> [Passage shown]
○ ○ ○ ○ ○
The first sessions for the next album began in August of 1995 but little progress occurred. Rivers soon received a letter that inspired "Across The Sea" and it became a major turning point in the record's conception. By January 1996 -- Cuomo's rock opera had been dropped for an album with overtones of unrequited love. More Pinkerton sessions at Sound City Studios in Van Nuys, CA. lasted about two weeks, centered around "No Other One" "El Scorcho" "Pink Triangle" "Getchoo" and "Tired Of Sex".

 

Rivers returned to Harvard for the semester and the others worked on their side projects, and by summer recording had wrapped. A departure from the last album, the guitars and lyrics are heavier on Pinkerton (1996-DGC) and it was initially a commercial and critical disappointment, partly due to business missteps and a scathing review by Rolling Stone who called it the most disappointing album of 2006. They were wrong. Pinkerton has gone on to become a certified cult classic and forerunner of 21st century emo. The record eventually went gold.

 

After Pinkerton, Sharp departed for The Rentals and Mikey Welsh, formerly of Juliana Hatfield's band stepped in. At the time, Cuomo and Welsh appear on an episode of the public access L.A. show "Colin's Sleazy Friends"alongside some local stripper guests. This awkward piece of trivia is forever included on the 'Colin's Sleazy Friends' DVD collection.

 

The band re-entered the studio for a follow-up record, but the sessions weren't productive and the label told the band to take a break. Wilson worked on the Special Goodness. Bell wrote Space Twins songs and played with Mephisto. Welsh worked with Hatfield.

 

No new Weezer records would appear between 1996 and 2001, but Cuomo was still writing. He wrote hundreds of songs, graduated with high honors from Harvard and made a personal encyclopedia of pop, analyzing the history of hits for similarities and trends. He also meticulously recorded all his experiments. By the Spring of 2000, Weezer booked dates on that summer's Warped Tour, as well as club dates. The dates sold out instantly. Another sold-out tour in the Fall recharged the band, who wrote and practiced new material into 2001 for what would be dubbed "the green album" with producer Ric Ocasek.  Weezer (Green album) (2001-Geffen) was recorded at Cello Studios in Los Angeles and tracks "Island In The Sun" "Hash Pipe", "Photograph" and "Don't Let Go" became stand out cuts.

 

Welsh was replaced by bass heavyweight Scott Shriner and the band toured through 2001 only pausing to record their fourth album, Maladroit, released in May 2002.  Maladroit (2002-Geffen) featured notable tracks "Dope Nose" "Keep Fishin", and "Slave". The record went gold and Weezer continued to tour strongly till September 2002, when they broke to work on a fifth album.
○ ○ ○ ○ ○
Named object pointing entries:
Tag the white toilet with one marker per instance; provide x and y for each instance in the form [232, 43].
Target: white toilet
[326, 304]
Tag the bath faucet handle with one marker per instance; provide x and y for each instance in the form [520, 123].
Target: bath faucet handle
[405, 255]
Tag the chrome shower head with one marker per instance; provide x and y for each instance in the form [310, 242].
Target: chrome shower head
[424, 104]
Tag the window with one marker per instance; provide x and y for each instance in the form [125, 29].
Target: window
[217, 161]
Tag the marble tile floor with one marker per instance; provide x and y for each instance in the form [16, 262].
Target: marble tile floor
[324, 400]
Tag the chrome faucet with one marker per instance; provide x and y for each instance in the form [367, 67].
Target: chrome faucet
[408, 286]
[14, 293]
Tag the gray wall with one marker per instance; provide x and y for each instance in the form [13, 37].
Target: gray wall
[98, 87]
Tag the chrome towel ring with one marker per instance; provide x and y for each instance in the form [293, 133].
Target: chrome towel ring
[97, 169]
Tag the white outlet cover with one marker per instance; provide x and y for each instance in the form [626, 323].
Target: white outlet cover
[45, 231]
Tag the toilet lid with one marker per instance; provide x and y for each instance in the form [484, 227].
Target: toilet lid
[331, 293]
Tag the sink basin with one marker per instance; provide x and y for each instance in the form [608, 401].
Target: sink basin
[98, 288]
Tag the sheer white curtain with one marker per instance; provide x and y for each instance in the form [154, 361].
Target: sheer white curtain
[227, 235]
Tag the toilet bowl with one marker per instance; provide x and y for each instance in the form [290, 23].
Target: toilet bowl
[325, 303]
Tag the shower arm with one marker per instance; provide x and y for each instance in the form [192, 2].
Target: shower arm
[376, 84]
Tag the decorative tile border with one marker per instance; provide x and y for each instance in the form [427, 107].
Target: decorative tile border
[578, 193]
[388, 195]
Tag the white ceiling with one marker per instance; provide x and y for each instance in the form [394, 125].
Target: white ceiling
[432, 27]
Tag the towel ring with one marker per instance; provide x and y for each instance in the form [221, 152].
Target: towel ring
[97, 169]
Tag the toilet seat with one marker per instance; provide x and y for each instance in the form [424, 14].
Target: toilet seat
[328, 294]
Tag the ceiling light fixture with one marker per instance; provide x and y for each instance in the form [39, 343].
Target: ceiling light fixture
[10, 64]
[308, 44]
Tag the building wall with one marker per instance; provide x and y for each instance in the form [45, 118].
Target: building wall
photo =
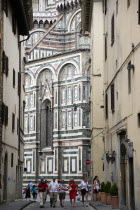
[12, 146]
[97, 104]
[60, 80]
[123, 120]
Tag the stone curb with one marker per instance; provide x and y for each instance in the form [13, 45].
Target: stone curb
[93, 206]
[26, 205]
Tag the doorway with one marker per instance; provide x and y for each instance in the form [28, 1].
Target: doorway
[5, 176]
[131, 183]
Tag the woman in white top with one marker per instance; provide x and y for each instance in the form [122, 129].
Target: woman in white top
[84, 190]
[97, 188]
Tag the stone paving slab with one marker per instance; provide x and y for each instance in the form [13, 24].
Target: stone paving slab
[67, 205]
[15, 205]
[100, 206]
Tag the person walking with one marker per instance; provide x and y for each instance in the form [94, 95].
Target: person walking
[34, 192]
[42, 192]
[47, 189]
[27, 192]
[84, 190]
[97, 188]
[31, 185]
[62, 192]
[72, 192]
[53, 189]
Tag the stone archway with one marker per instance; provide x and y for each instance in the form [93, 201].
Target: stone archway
[5, 176]
[46, 124]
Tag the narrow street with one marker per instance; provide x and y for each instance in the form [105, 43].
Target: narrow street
[35, 206]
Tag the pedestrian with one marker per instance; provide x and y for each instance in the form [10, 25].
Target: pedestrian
[27, 192]
[53, 189]
[34, 192]
[42, 192]
[72, 192]
[84, 190]
[31, 185]
[97, 188]
[62, 192]
[47, 189]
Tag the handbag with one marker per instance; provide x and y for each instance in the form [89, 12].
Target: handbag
[83, 191]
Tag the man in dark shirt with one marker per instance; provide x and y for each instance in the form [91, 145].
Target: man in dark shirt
[42, 192]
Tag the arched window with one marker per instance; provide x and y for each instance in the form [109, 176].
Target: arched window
[67, 72]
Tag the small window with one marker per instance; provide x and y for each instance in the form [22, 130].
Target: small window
[106, 106]
[17, 126]
[139, 120]
[13, 122]
[19, 83]
[14, 78]
[14, 24]
[5, 6]
[105, 6]
[128, 3]
[117, 6]
[139, 12]
[112, 30]
[129, 79]
[7, 65]
[12, 159]
[112, 98]
[105, 48]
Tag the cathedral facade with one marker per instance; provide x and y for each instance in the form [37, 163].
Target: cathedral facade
[57, 93]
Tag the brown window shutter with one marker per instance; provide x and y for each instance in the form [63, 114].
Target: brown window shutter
[14, 78]
[139, 12]
[105, 48]
[14, 24]
[19, 83]
[112, 30]
[13, 122]
[5, 6]
[2, 113]
[7, 65]
[112, 98]
[6, 115]
[106, 106]
[3, 62]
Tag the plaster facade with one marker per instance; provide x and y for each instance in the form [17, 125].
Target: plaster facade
[121, 85]
[11, 113]
[57, 94]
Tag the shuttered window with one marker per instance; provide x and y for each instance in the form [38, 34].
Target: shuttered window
[3, 62]
[19, 83]
[105, 6]
[128, 3]
[14, 24]
[17, 126]
[5, 6]
[14, 78]
[7, 65]
[13, 122]
[112, 98]
[12, 159]
[112, 30]
[139, 12]
[105, 48]
[106, 106]
[4, 114]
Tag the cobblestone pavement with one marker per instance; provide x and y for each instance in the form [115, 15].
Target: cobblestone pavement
[79, 206]
[15, 205]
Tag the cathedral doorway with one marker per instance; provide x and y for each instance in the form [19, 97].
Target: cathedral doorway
[5, 176]
[46, 124]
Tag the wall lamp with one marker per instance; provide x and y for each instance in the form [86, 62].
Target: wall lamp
[130, 66]
[111, 156]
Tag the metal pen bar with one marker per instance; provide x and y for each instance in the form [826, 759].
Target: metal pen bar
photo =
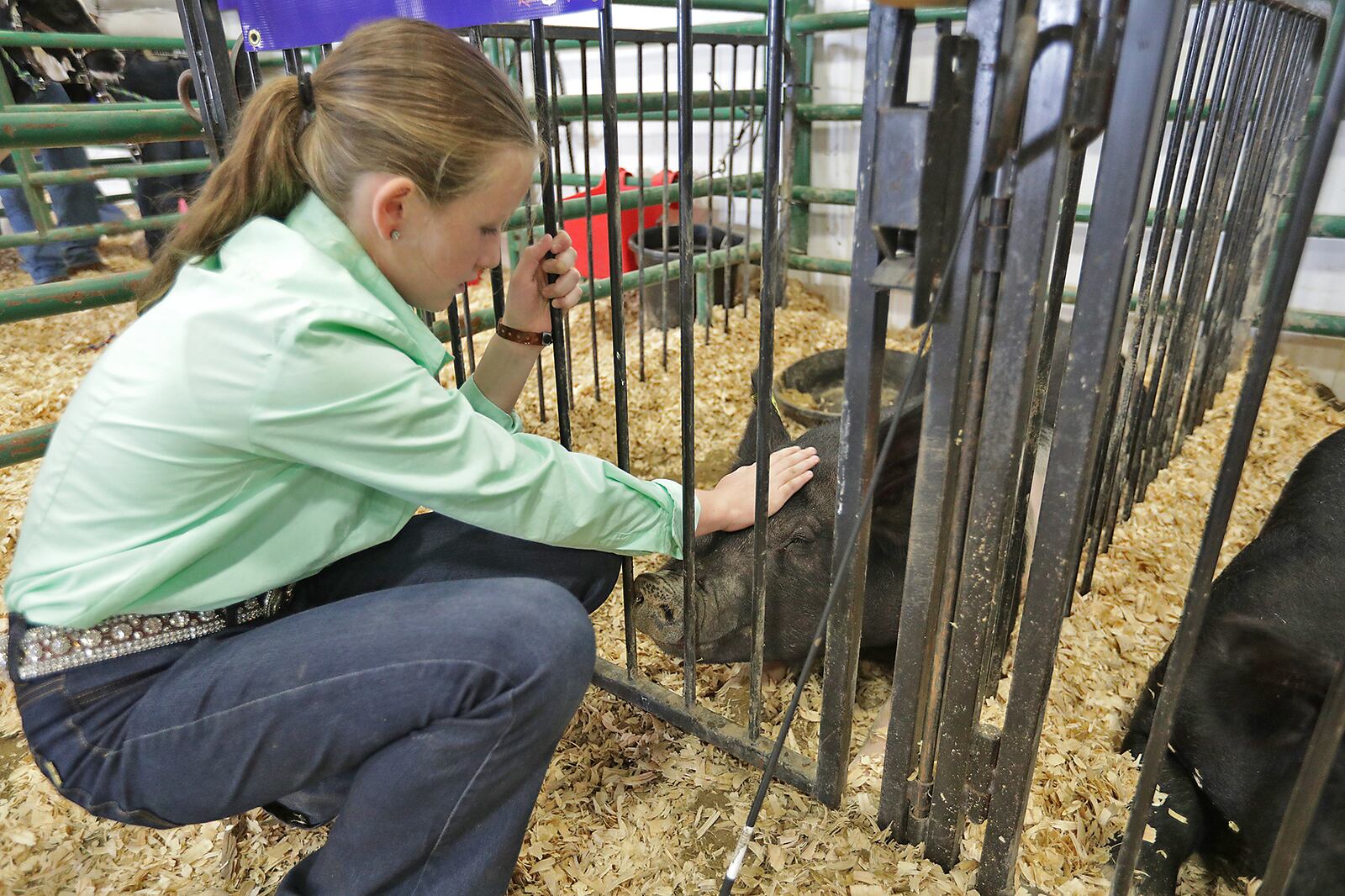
[607, 60]
[686, 286]
[1308, 791]
[555, 139]
[941, 448]
[517, 69]
[639, 206]
[887, 73]
[588, 219]
[546, 125]
[1156, 266]
[1143, 81]
[1284, 269]
[212, 73]
[471, 343]
[456, 335]
[752, 132]
[663, 221]
[1195, 289]
[1019, 320]
[709, 205]
[1188, 252]
[731, 279]
[1277, 155]
[1239, 237]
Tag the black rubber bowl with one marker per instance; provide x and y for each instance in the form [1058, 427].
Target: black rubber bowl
[811, 390]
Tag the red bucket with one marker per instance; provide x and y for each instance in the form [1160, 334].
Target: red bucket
[578, 226]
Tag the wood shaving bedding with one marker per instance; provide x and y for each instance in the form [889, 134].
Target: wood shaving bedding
[630, 804]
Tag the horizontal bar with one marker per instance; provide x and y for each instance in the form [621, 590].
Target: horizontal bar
[51, 299]
[794, 768]
[24, 445]
[128, 171]
[800, 261]
[723, 6]
[87, 128]
[580, 206]
[811, 24]
[82, 232]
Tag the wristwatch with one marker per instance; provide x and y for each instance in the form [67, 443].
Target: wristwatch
[524, 336]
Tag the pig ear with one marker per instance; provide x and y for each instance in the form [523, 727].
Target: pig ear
[899, 468]
[1261, 656]
[775, 432]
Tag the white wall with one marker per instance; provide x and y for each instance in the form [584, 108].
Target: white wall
[838, 78]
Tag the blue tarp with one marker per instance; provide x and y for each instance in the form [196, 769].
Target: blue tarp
[280, 24]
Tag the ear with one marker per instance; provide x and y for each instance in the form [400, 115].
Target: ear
[899, 470]
[1271, 676]
[392, 206]
[1262, 651]
[777, 435]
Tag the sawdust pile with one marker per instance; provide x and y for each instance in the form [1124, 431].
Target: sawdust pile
[631, 804]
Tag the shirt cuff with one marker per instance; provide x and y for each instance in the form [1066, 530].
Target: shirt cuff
[481, 403]
[677, 494]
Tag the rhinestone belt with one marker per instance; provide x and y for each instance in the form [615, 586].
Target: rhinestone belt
[50, 649]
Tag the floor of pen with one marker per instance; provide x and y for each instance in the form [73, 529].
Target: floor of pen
[631, 804]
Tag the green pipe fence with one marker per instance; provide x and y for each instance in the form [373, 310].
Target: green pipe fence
[121, 171]
[51, 299]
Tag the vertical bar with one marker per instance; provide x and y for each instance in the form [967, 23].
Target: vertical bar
[887, 69]
[709, 202]
[935, 488]
[642, 181]
[517, 67]
[686, 284]
[1308, 790]
[1143, 81]
[663, 221]
[498, 291]
[1311, 171]
[546, 125]
[800, 51]
[1017, 340]
[455, 333]
[588, 221]
[24, 165]
[746, 237]
[212, 73]
[1197, 212]
[293, 61]
[607, 60]
[730, 279]
[467, 322]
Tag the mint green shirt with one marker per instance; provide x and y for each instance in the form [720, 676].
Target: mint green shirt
[276, 410]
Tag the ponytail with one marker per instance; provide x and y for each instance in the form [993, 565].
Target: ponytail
[398, 96]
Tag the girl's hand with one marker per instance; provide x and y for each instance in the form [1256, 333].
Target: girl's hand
[530, 299]
[732, 503]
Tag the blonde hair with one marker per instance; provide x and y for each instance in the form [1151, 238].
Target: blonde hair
[398, 96]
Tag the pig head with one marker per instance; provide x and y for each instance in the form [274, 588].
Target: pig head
[799, 541]
[1264, 660]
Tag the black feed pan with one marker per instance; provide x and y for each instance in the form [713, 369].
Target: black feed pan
[813, 389]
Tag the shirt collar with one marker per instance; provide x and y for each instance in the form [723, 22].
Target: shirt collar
[327, 233]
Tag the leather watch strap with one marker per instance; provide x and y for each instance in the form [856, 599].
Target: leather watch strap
[524, 336]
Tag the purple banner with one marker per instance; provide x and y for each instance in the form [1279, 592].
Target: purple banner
[282, 24]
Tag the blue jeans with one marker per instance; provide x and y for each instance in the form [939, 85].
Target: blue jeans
[416, 690]
[73, 205]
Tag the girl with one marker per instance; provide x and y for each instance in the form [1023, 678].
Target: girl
[222, 598]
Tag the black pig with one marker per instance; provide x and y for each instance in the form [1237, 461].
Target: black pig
[799, 544]
[1264, 658]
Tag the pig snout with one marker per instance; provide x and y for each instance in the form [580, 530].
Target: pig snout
[658, 609]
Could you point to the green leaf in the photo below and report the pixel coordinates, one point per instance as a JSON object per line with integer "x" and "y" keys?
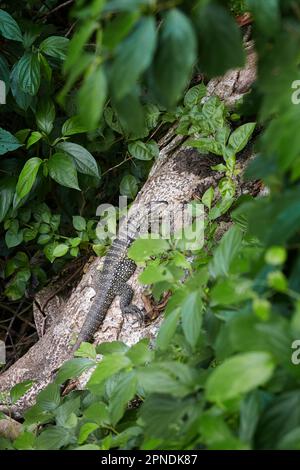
○ ○ ○ ○ ○
> [To do]
1. From the Weezer passage, extract the text that begins at the words "After Pinkerton, Sharp" and stops after the words "worked with Hatfield.".
2. Answer these questions from the Weezer passage:
(a) At which studio and city did the later Pinkerton sessions take place?
(b) Who replaced Welsh on bass?
(c) Which producer worked with the band on the green album?

> [The replies]
1.
After Pinkerton, Sharp departed for The Rentals and Mikey Welsh, formerly of Juliana Hatfield's band stepped in. At the time, Cuomo and Welsh appear on an episode of the public access L.A. show "Colin's Sleazy Friends"alongside some local stripper guests. This awkward piece of trivia is forever included on the 'Colin's Sleazy Friends' DVD collection.

 

The band re-entered the studio for a follow-up record, but the sessions weren't productive and the label told the band to take a break. Wilson worked on the Special Goodness. Bell wrote Space Twins songs and played with Mephisto. Welsh worked with Hatfield.

2.
(a) Sound City Studios in Van Nuys, CA.
(b) Scott Shriner.
(c) Ric Ocasek.